TASK BRIEF: Print, word for word, every line from the beginning of the listing up to and including the line with "positive clicks: (1046, 162)". Pictures are to be excluded.

SOURCE MATERIAL:

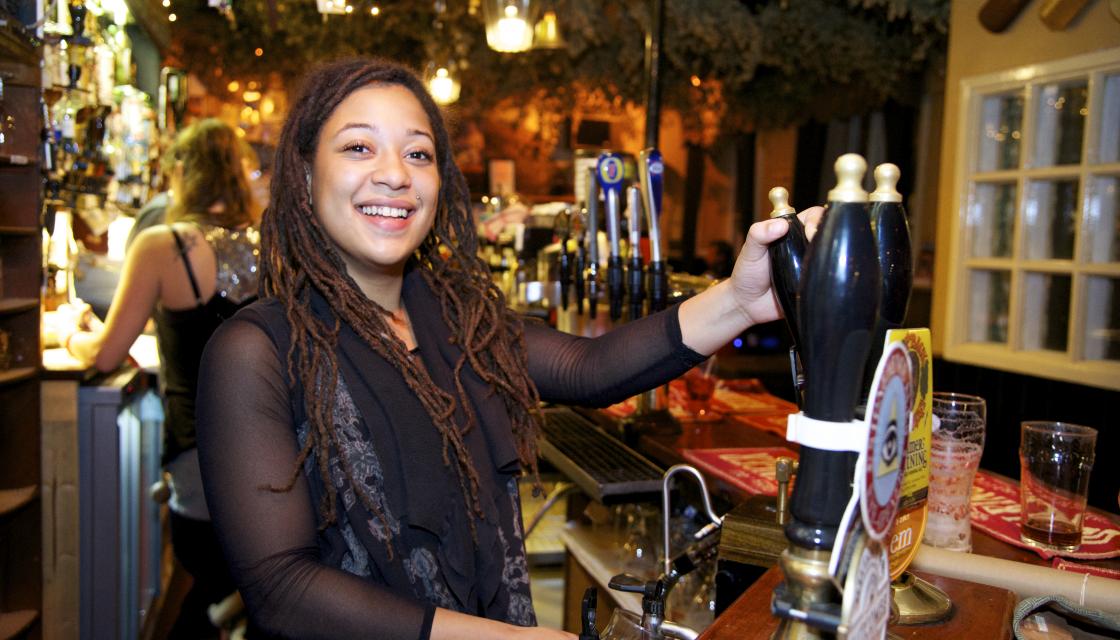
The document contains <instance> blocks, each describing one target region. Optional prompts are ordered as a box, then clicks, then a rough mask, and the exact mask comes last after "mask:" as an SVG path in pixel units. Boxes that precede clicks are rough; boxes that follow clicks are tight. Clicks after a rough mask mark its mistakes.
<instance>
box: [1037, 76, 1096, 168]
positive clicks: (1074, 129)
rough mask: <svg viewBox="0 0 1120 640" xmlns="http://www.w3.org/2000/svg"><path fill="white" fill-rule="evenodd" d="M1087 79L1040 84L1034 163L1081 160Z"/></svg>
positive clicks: (1046, 162)
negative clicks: (1068, 81)
mask: <svg viewBox="0 0 1120 640" xmlns="http://www.w3.org/2000/svg"><path fill="white" fill-rule="evenodd" d="M1088 99H1089V84H1088V83H1086V82H1085V81H1080V82H1076V83H1067V84H1047V85H1042V86H1039V87H1038V98H1037V99H1036V101H1035V131H1034V133H1035V135H1034V141H1035V163H1034V164H1035V166H1036V167H1052V166H1054V165H1076V164H1079V163H1081V140H1082V136H1083V133H1084V130H1085V117H1086V115H1089V103H1088Z"/></svg>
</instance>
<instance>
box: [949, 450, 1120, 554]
mask: <svg viewBox="0 0 1120 640" xmlns="http://www.w3.org/2000/svg"><path fill="white" fill-rule="evenodd" d="M1019 513H1020V511H1019V485H1018V483H1016V482H1014V481H1007V480H1004V479H1000V477H996V476H993V475H991V474H988V473H986V472H983V471H979V472H977V477H976V480H974V481H973V483H972V504H971V510H970V517H971V519H972V526H973V527H976V528H978V529H980V530H981V531H983V532H984V534H988V535H989V536H991V537H992V538H996V539H998V540H1002V541H1005V542H1007V544H1008V545H1015V546H1016V547H1021V548H1024V549H1030V550H1032V551H1035V553H1036V554H1038V555H1039V556H1042V557H1043V558H1045V559H1049V558H1052V557H1055V556H1063V557H1066V558H1074V559H1079V560H1103V559H1105V558H1114V557H1118V556H1120V525H1117V523H1116V522H1112V521H1111V520H1109V519H1108V518H1105V517H1103V516H1101V514H1099V513H1093V512H1092V511H1089V512H1086V513H1085V517H1084V519H1083V520H1082V525H1081V546H1080V547H1077V549H1076V550H1074V551H1054V550H1051V549H1039V548H1038V547H1033V546H1030V545H1028V544H1026V542H1024V541H1023V540H1020V539H1019V519H1020V518H1019Z"/></svg>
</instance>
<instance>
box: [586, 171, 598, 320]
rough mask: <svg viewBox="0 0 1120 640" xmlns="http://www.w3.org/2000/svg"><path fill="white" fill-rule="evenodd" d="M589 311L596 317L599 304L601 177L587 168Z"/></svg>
mask: <svg viewBox="0 0 1120 640" xmlns="http://www.w3.org/2000/svg"><path fill="white" fill-rule="evenodd" d="M587 173H588V176H587V313H588V315H589V316H590V317H591V319H595V317H596V316H597V315H598V305H599V178H598V170H596V168H595V167H588V168H587Z"/></svg>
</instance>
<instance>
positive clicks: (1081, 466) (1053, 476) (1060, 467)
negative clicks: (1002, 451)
mask: <svg viewBox="0 0 1120 640" xmlns="http://www.w3.org/2000/svg"><path fill="white" fill-rule="evenodd" d="M1020 434H1021V437H1020V439H1019V465H1020V469H1021V471H1023V474H1021V480H1020V483H1019V500H1020V507H1021V510H1023V520H1021V523H1020V527H1019V539H1020V540H1023V541H1024V542H1026V544H1028V545H1032V546H1036V547H1042V548H1044V549H1052V550H1058V551H1072V550H1075V549H1076V548H1077V547H1079V546H1081V521H1082V517H1083V516H1084V514H1085V501H1086V500H1088V498H1089V472H1090V471H1092V469H1093V457H1094V454H1095V452H1094V449H1095V447H1096V429H1093V428H1090V427H1083V426H1081V425H1071V424H1068V423H1048V421H1030V420H1028V421H1025V423H1023V425H1021V432H1020Z"/></svg>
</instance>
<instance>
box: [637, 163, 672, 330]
mask: <svg viewBox="0 0 1120 640" xmlns="http://www.w3.org/2000/svg"><path fill="white" fill-rule="evenodd" d="M664 173H665V165H664V163H663V161H662V159H661V151H659V150H657V149H653V148H650V149H643V150H642V151H641V152H640V154H638V179H640V180H641V183H642V204H643V205H644V206H645V215H646V226H647V228H648V231H650V310H651V312H660V310H661V309H663V308H665V304H666V302H668V298H669V273H668V271H666V270H665V262H664V257H663V252H662V247H661V202H662V201H661V198H662V189H663V184H664Z"/></svg>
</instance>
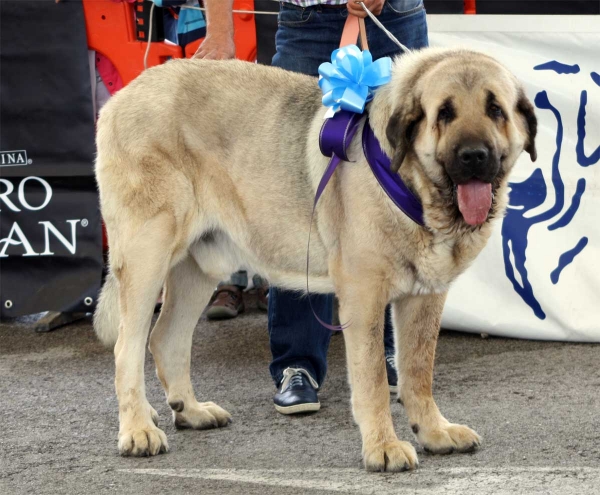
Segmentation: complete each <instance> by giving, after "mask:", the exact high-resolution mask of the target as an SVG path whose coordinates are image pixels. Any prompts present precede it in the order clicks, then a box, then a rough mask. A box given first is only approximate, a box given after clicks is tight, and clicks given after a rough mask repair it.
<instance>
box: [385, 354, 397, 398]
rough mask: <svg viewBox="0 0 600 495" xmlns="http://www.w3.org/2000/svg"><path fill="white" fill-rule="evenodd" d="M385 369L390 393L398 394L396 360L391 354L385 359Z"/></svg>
mask: <svg viewBox="0 0 600 495" xmlns="http://www.w3.org/2000/svg"><path fill="white" fill-rule="evenodd" d="M385 369H386V370H387V372H388V385H389V386H390V392H392V393H394V394H395V393H398V372H397V371H396V359H395V358H394V355H393V354H388V355H387V356H386V357H385Z"/></svg>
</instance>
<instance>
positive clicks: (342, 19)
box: [269, 4, 347, 412]
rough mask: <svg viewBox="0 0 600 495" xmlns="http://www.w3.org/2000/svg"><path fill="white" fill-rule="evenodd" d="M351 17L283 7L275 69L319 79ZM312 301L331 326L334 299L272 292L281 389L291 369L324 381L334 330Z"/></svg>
mask: <svg viewBox="0 0 600 495" xmlns="http://www.w3.org/2000/svg"><path fill="white" fill-rule="evenodd" d="M346 15H347V11H346V10H345V9H331V8H322V7H311V8H306V9H303V8H300V7H296V6H292V5H286V4H282V6H281V9H280V13H279V28H278V30H277V36H276V45H277V53H276V54H275V56H274V57H273V62H272V65H274V66H276V67H281V68H284V69H287V70H291V71H294V72H301V73H304V74H308V75H313V76H316V75H317V74H318V72H317V71H318V68H319V65H320V64H321V63H322V62H326V61H328V60H329V59H330V57H331V52H332V51H333V50H335V49H336V48H337V47H338V45H339V40H340V36H341V32H342V29H343V26H344V22H345V20H346ZM309 298H310V303H312V308H313V309H314V311H315V313H316V314H317V315H318V316H319V318H321V319H322V320H323V321H326V322H330V321H331V315H332V311H333V296H331V295H316V294H313V295H310V296H301V295H299V294H297V293H294V292H288V291H283V290H279V289H275V288H271V289H270V291H269V338H270V344H271V352H272V355H273V360H272V362H271V365H270V367H269V369H270V371H271V376H272V377H273V380H274V381H275V384H276V385H277V386H280V385H281V383H282V381H283V380H284V371H285V370H286V369H287V368H292V369H300V368H301V369H305V370H306V371H307V372H308V373H309V374H310V376H311V377H312V378H313V379H314V380H315V381H316V383H317V384H318V385H319V386H320V385H321V384H322V383H323V380H324V379H325V375H326V373H327V350H328V348H329V340H330V338H331V332H330V331H329V330H328V329H326V328H325V327H323V326H322V325H321V324H320V323H319V322H318V321H317V319H316V318H315V317H314V315H313V312H312V309H311V304H310V303H309ZM315 388H316V387H315ZM314 397H316V393H315V394H314ZM276 406H277V399H276ZM278 410H280V409H279V408H278ZM281 412H283V411H281ZM295 412H298V411H295Z"/></svg>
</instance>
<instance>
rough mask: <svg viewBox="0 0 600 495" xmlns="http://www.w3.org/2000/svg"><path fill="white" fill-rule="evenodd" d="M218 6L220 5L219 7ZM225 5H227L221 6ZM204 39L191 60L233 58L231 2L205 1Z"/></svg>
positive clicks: (228, 0) (212, 0)
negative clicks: (205, 15)
mask: <svg viewBox="0 0 600 495" xmlns="http://www.w3.org/2000/svg"><path fill="white" fill-rule="evenodd" d="M219 4H220V5H219ZM223 4H227V5H223ZM204 6H205V7H206V21H207V24H206V38H204V41H203V42H202V43H201V44H200V46H199V47H198V50H196V53H195V54H194V57H193V58H206V59H210V60H225V59H228V58H235V42H234V41H233V17H232V16H231V10H232V8H233V0H206V1H205V2H204Z"/></svg>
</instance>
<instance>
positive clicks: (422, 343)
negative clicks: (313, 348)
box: [95, 49, 536, 471]
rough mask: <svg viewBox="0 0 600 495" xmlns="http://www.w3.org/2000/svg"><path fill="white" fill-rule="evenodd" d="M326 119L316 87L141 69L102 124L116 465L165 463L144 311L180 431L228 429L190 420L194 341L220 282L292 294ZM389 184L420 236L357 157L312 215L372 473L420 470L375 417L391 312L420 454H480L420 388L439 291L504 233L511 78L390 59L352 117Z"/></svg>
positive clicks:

SOLUTION:
The document contains <instance> blocks, each describing one target region. Optional prompts are ordered as a box, then clicks, then a rough mask, and the exact mask comes last after "mask:" as an SVG path in pixel units. Boxes that precede clicks are rough; boxes that follow clicks are tight. Clicks after a rough mask mark its mistakes.
<instance>
box: [1037, 76, 1096, 168]
positive clicks: (1074, 129)
rough mask: <svg viewBox="0 0 1120 640" xmlns="http://www.w3.org/2000/svg"><path fill="white" fill-rule="evenodd" d="M1087 79L1040 84L1034 163L1081 160Z"/></svg>
positive clicks: (1046, 162)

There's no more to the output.